[Dataset entries]
[Start of Attachment]

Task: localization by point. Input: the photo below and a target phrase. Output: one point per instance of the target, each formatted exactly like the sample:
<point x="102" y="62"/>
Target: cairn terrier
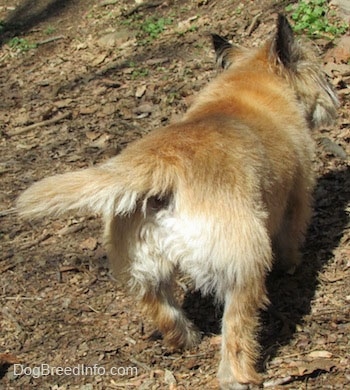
<point x="213" y="195"/>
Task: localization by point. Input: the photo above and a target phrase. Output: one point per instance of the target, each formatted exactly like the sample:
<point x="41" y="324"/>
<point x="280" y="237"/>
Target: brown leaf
<point x="8" y="358"/>
<point x="90" y="244"/>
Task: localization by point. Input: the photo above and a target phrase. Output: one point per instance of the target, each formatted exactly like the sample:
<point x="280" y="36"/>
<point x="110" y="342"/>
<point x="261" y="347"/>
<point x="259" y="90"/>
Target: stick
<point x="49" y="40"/>
<point x="253" y="24"/>
<point x="41" y="124"/>
<point x="4" y="213"/>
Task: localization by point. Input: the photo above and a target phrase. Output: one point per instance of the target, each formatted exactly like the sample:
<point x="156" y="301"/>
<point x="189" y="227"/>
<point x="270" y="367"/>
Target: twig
<point x="5" y="213"/>
<point x="23" y="298"/>
<point x="278" y="381"/>
<point x="49" y="40"/>
<point x="36" y="242"/>
<point x="254" y="23"/>
<point x="47" y="122"/>
<point x="5" y="311"/>
<point x="142" y="6"/>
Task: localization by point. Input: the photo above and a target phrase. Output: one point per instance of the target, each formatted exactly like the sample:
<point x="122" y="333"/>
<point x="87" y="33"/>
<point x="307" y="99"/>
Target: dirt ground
<point x="85" y="78"/>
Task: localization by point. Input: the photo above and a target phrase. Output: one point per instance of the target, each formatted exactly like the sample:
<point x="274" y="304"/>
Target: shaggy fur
<point x="212" y="195"/>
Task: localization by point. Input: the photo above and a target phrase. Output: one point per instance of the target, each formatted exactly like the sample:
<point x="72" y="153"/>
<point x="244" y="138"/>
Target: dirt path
<point x="80" y="79"/>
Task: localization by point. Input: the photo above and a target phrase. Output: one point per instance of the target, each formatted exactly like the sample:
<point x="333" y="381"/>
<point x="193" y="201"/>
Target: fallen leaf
<point x="140" y="91"/>
<point x="320" y="354"/>
<point x="8" y="358"/>
<point x="90" y="244"/>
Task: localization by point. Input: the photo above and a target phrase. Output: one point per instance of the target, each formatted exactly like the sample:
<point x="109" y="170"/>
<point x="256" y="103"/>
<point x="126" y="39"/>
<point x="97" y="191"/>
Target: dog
<point x="221" y="195"/>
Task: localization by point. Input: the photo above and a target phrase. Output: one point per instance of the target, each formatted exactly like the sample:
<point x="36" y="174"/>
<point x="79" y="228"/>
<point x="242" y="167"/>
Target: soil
<point x="95" y="81"/>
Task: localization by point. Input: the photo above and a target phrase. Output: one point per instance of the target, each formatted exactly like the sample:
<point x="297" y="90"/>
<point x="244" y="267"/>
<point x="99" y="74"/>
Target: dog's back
<point x="213" y="194"/>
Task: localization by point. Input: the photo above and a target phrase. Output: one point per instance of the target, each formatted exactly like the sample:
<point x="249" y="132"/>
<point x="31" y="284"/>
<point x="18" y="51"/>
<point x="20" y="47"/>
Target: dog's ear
<point x="284" y="46"/>
<point x="222" y="49"/>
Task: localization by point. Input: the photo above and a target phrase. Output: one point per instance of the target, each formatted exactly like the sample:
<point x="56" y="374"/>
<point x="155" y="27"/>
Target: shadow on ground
<point x="291" y="295"/>
<point x="28" y="14"/>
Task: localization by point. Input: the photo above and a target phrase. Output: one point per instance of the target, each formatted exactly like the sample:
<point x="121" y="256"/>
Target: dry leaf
<point x="140" y="91"/>
<point x="90" y="244"/>
<point x="8" y="358"/>
<point x="320" y="354"/>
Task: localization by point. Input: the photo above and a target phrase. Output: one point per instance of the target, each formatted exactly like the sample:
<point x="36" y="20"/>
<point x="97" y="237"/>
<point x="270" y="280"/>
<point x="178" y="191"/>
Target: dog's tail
<point x="113" y="188"/>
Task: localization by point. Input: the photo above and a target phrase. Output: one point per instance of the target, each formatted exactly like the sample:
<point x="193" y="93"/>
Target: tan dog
<point x="211" y="195"/>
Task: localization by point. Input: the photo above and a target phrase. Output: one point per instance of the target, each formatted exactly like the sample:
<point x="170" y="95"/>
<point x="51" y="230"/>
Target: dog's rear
<point x="212" y="195"/>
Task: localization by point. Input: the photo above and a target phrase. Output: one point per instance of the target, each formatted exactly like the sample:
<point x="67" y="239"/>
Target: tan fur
<point x="212" y="195"/>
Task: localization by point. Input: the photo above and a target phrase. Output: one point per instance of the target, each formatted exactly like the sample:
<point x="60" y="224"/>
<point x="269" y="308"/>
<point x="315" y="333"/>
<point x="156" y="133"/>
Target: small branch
<point x="253" y="24"/>
<point x="47" y="122"/>
<point x="141" y="7"/>
<point x="49" y="40"/>
<point x="278" y="381"/>
<point x="35" y="242"/>
<point x="5" y="213"/>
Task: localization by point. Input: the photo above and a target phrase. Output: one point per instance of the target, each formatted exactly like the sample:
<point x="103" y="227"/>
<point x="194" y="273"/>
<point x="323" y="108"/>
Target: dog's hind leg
<point x="177" y="330"/>
<point x="240" y="347"/>
<point x="293" y="227"/>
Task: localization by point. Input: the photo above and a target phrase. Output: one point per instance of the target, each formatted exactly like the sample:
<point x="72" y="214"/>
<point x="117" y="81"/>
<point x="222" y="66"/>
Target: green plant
<point x="154" y="27"/>
<point x="21" y="44"/>
<point x="49" y="30"/>
<point x="313" y="18"/>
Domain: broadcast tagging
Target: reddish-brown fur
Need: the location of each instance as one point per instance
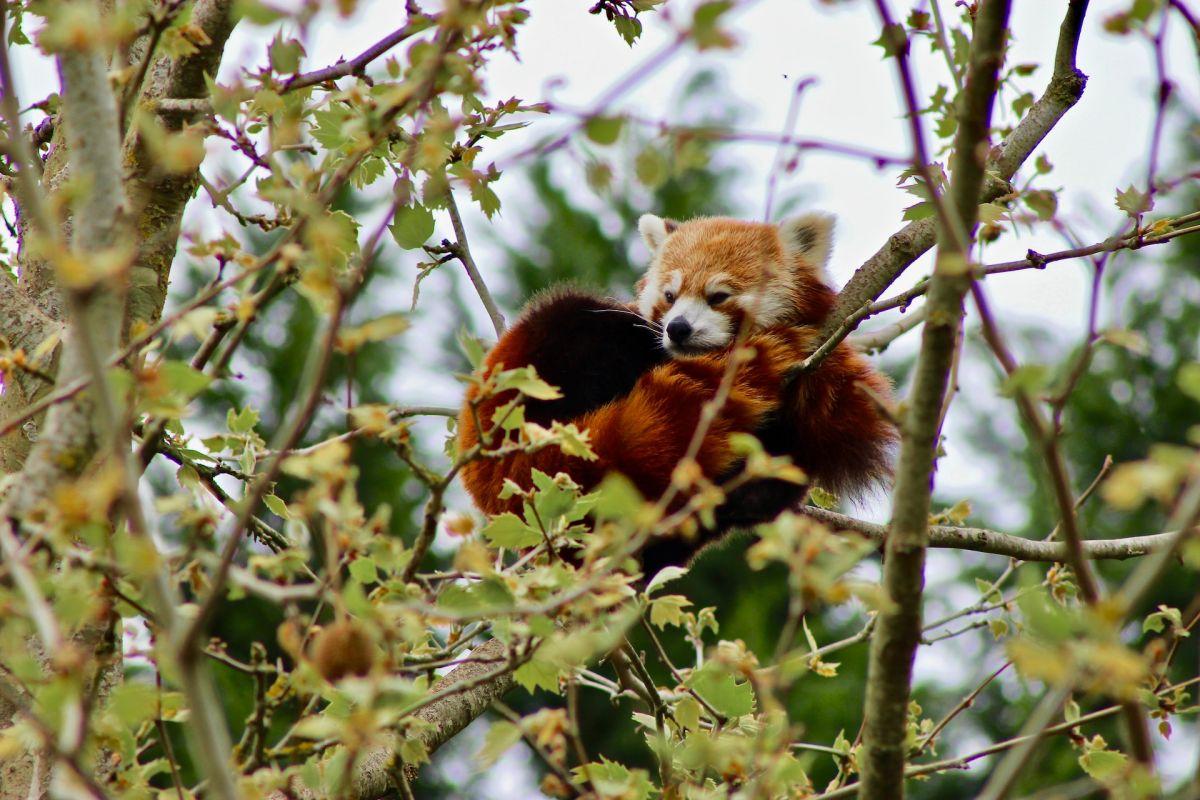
(645, 433)
(641, 410)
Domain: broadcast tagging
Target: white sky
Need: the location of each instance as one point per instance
(571, 56)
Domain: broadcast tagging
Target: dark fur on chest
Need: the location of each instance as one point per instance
(594, 349)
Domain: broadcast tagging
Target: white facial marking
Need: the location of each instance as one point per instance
(709, 328)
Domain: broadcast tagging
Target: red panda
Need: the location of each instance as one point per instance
(637, 380)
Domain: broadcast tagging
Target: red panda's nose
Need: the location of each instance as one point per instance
(678, 330)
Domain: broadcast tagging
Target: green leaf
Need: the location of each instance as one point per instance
(472, 347)
(1103, 764)
(537, 674)
(918, 211)
(667, 609)
(629, 28)
(613, 780)
(1042, 202)
(724, 693)
(133, 703)
(509, 530)
(498, 739)
(651, 167)
(364, 570)
(183, 379)
(1189, 379)
(1027, 379)
(604, 130)
(893, 40)
(665, 576)
(617, 498)
(1165, 617)
(1133, 202)
(412, 226)
(526, 380)
(244, 421)
(277, 506)
(489, 202)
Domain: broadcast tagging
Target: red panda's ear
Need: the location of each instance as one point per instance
(655, 230)
(809, 236)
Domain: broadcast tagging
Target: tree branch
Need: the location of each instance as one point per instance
(913, 240)
(982, 540)
(358, 65)
(898, 629)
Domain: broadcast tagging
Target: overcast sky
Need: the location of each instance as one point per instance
(573, 58)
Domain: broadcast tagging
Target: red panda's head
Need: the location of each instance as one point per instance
(711, 274)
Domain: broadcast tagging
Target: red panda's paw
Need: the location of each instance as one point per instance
(778, 350)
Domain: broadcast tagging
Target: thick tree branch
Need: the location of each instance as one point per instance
(460, 696)
(981, 540)
(898, 629)
(913, 240)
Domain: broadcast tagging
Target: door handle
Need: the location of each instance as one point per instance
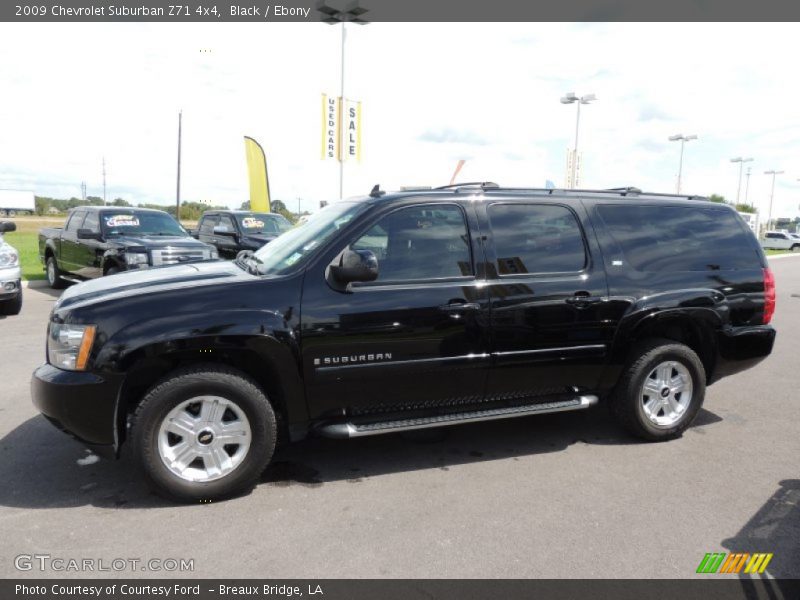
(582, 300)
(460, 306)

[End of Attachment]

### TASK BRIEF
Although the records contain pictures, the copy should consist of their text alone, reproduced exactly.

### ANSWER TO THE EXERCISE
Task: localization by point. Input: the photo below and a target phrase. Output: one point per instance of the target, each formatted exactly like the sample:
<point x="102" y="62"/>
Target: cairn terrier
<point x="213" y="195"/>
Task: localization by point. Input: the photo above and a target phrase. Output: one point per instance of the target, each formatted exactly like the sample:
<point x="41" y="324"/>
<point x="280" y="237"/>
Target: brown leaf
<point x="8" y="358"/>
<point x="90" y="244"/>
Task: localization by point. Input: the photo above and a target phrase. Output: one point per instance of the target, each formatted exactly like the sample:
<point x="280" y="36"/>
<point x="110" y="342"/>
<point x="261" y="347"/>
<point x="259" y="90"/>
Target: stick
<point x="49" y="40"/>
<point x="253" y="24"/>
<point x="41" y="124"/>
<point x="4" y="213"/>
Task: localization by point. Input: the photo above and a target phrase. Output: one point per instance of the target, each formatted exactly like the sample:
<point x="156" y="301"/>
<point x="189" y="227"/>
<point x="270" y="367"/>
Target: twig
<point x="5" y="213"/>
<point x="23" y="298"/>
<point x="278" y="381"/>
<point x="49" y="40"/>
<point x="36" y="242"/>
<point x="254" y="23"/>
<point x="47" y="122"/>
<point x="5" y="311"/>
<point x="142" y="6"/>
Task: localization by point. Input: the photo above and a target phrase. Output: one point per instance of the target, each formatted exactly like the sample:
<point x="122" y="333"/>
<point x="87" y="33"/>
<point x="307" y="99"/>
Target: dirt ground
<point x="85" y="78"/>
Task: localization by point. Input: the photo above and a target phrase. Output: one point per instance of the target, each formatted exactly like the sample:
<point x="274" y="304"/>
Target: shaggy fur
<point x="212" y="195"/>
Task: localization by point. Input: the photo above and a target phrase. Output: one point per instance of the target, each formatted exactly like the sample:
<point x="72" y="153"/>
<point x="244" y="138"/>
Target: dirt path
<point x="80" y="79"/>
Task: localization by point. Input: the photo above and a target phrase. Output: one point per instance of the target, each formatted exactly like the sample:
<point x="333" y="381"/>
<point x="193" y="201"/>
Target: fallen leaf
<point x="140" y="91"/>
<point x="320" y="354"/>
<point x="8" y="358"/>
<point x="90" y="244"/>
Task: localization by point. Input: the photo above and a target phrase. Output: one point per instance of the target, each formatted exactly like the sample:
<point x="109" y="170"/>
<point x="256" y="103"/>
<point x="126" y="39"/>
<point x="97" y="191"/>
Target: dog
<point x="221" y="195"/>
Task: localization by point. Input: the photo above and a target phrase. Output: one point per instance of the target, each formatted exactly like the sample:
<point x="36" y="174"/>
<point x="79" y="228"/>
<point x="242" y="167"/>
Target: soil
<point x="95" y="81"/>
Task: localization by point. Input: the photo above and a target phrase. Output: one point per instance of the target, each formatted exactly like the sample:
<point x="297" y="90"/>
<point x="244" y="267"/>
<point x="99" y="74"/>
Target: dog's back
<point x="213" y="194"/>
Task: localization by point. Input: the photo above and a target phrase. Output: one point per instance of the target, each formatted exactly like the sample:
<point x="249" y="132"/>
<point x="31" y="284"/>
<point x="18" y="51"/>
<point x="20" y="47"/>
Target: dog's ear
<point x="284" y="46"/>
<point x="222" y="49"/>
Task: localization by point. Input: the photo above and a target phrase. Output: one point per instance of the target, each formatted exactly like the sample:
<point x="56" y="374"/>
<point x="155" y="27"/>
Target: shadow on ground
<point x="291" y="295"/>
<point x="28" y="14"/>
Task: localization by point. Input: the photo above and a target phrase. Output: one point per instance of the target, each formatted exactly like the sample:
<point x="121" y="256"/>
Target: dry leaf
<point x="140" y="91"/>
<point x="90" y="244"/>
<point x="8" y="358"/>
<point x="320" y="354"/>
Task: localization by point. Input: the photo above and a target phrase. Output: one point per instance of the target, each formatted exactly like the sample:
<point x="36" y="20"/>
<point x="97" y="237"/>
<point x="270" y="280"/>
<point x="178" y="191"/>
Target: dog's tail
<point x="113" y="188"/>
Task: localization by point. Input: the photo above and a target phrase. Output: one point per instance of the target, each formatted exactly like the sample:
<point x="193" y="93"/>
Target: tan dog
<point x="211" y="195"/>
Task: localization by point. Input: the photo above and a target phrase. Output: one point per instance of the target, each formatted exactly like the sample:
<point x="170" y="95"/>
<point x="51" y="230"/>
Target: dog's rear
<point x="212" y="195"/>
Task: localization by point. Input: the photo above and a target phrase. Output: one point per instance of the target, each formatted exactly like the sample:
<point x="67" y="239"/>
Target: tan fur
<point x="212" y="195"/>
Task: localization by point. Input: the photo above and a target phrase. Output: one point per instance of the target, each formatted exactly like the sample:
<point x="60" y="224"/>
<point x="269" y="308"/>
<point x="315" y="333"/>
<point x="156" y="133"/>
Target: small branch
<point x="253" y="24"/>
<point x="47" y="122"/>
<point x="141" y="7"/>
<point x="49" y="40"/>
<point x="278" y="381"/>
<point x="35" y="242"/>
<point x="5" y="213"/>
Task: localization by point. Input: the photo above and a target phrase. Output: one point per instance of the target, each formatted exactly like the sample:
<point x="103" y="227"/>
<point x="194" y="273"/>
<point x="323" y="108"/>
Target: dog's hind leg
<point x="177" y="330"/>
<point x="240" y="347"/>
<point x="293" y="227"/>
Task: localization by point. Input: the photo above and a target phrase. Output: one point per instance of the target, each formatted exactly like the sample:
<point x="72" y="214"/>
<point x="117" y="81"/>
<point x="222" y="66"/>
Target: green plant
<point x="154" y="27"/>
<point x="21" y="44"/>
<point x="49" y="30"/>
<point x="313" y="18"/>
Domain: broadcast tagging
Target: reddish-brown fur
Need: the location of each instance as one point per instance
(645, 433)
(641, 410)
Domain: broadcast tagging
Target: white sky
Need: the location of each instance as one point per instance
(571, 56)
Domain: broadcast tagging
Target: dark fur on chest
Need: the location of each instance as one point per instance
(594, 349)
Domain: broadcast tagging
Target: white facial marking
Need: the location of each instance as one point per instance
(709, 328)
Domain: broadcast tagging
Target: red panda
Need: the location of each instance as one point per instance
(637, 380)
Domain: broadcast tagging
Target: red panda's nose
Need: the location of each instance as one point per instance
(678, 330)
Domain: broadcast tagging
Target: green leaf
Need: the location of each instance as one point per instance
(472, 347)
(1103, 764)
(537, 674)
(918, 211)
(667, 609)
(629, 28)
(613, 780)
(1042, 202)
(724, 693)
(133, 703)
(509, 530)
(498, 739)
(651, 167)
(364, 570)
(183, 379)
(1189, 379)
(1027, 379)
(604, 130)
(893, 40)
(665, 576)
(617, 498)
(1165, 617)
(1133, 202)
(412, 226)
(526, 380)
(244, 421)
(277, 506)
(489, 202)
Domain: broadcast tagging
Target: red panda's ear
Need: the location of each instance as one point per instance
(655, 230)
(809, 236)
Domain: broadcast tagging
Target: tree branch
Need: the location of each instance as one point per instance
(913, 240)
(982, 540)
(358, 65)
(898, 629)
Domain: broadcast tagging
Target: overcast sky
Need: the location of each instance as one point per instance
(573, 58)
Domain: broadcast tagging
Target: red panda's head
Need: the location of each instance as one point per instance
(711, 274)
Domain: broadcast tagging
Target: red panda's paw
Need: the location of each instance as one point per instance
(778, 350)
Domain: broadcast tagging
Target: thick tree branch
Need: the location of each instance as one point per instance
(460, 696)
(981, 540)
(898, 629)
(913, 240)
Domain: broadcast tagging
Target: door handle
Need: the location of each instance as one point per instance
(582, 300)
(460, 306)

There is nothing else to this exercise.